> Brief
Could you filter the records below and keep only the lines with the word "point"?

> Dataset extract
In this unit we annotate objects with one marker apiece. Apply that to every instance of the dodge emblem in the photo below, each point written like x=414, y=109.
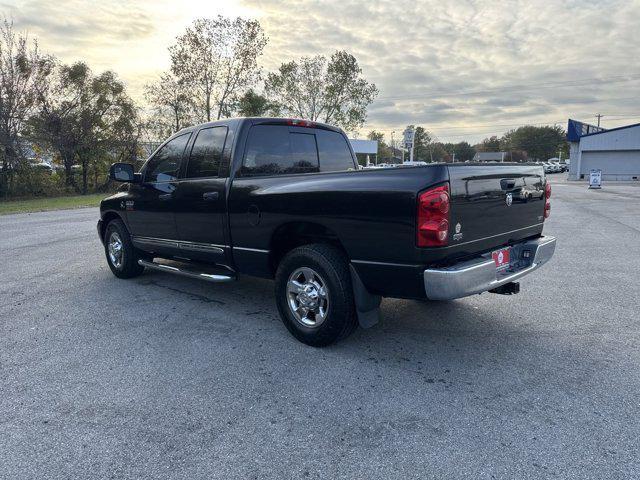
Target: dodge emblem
x=509, y=199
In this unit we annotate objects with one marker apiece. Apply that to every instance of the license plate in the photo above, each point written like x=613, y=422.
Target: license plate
x=501, y=258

> Result below
In this unit we annotate objects with one marker apiece. Apply that to every instance of the dodge emblem in the photo below, each point written like x=414, y=109.
In this unit we annotate objects with one marker apiece. Apply that to every instance of the license plate in the photo above, each point written like x=613, y=422.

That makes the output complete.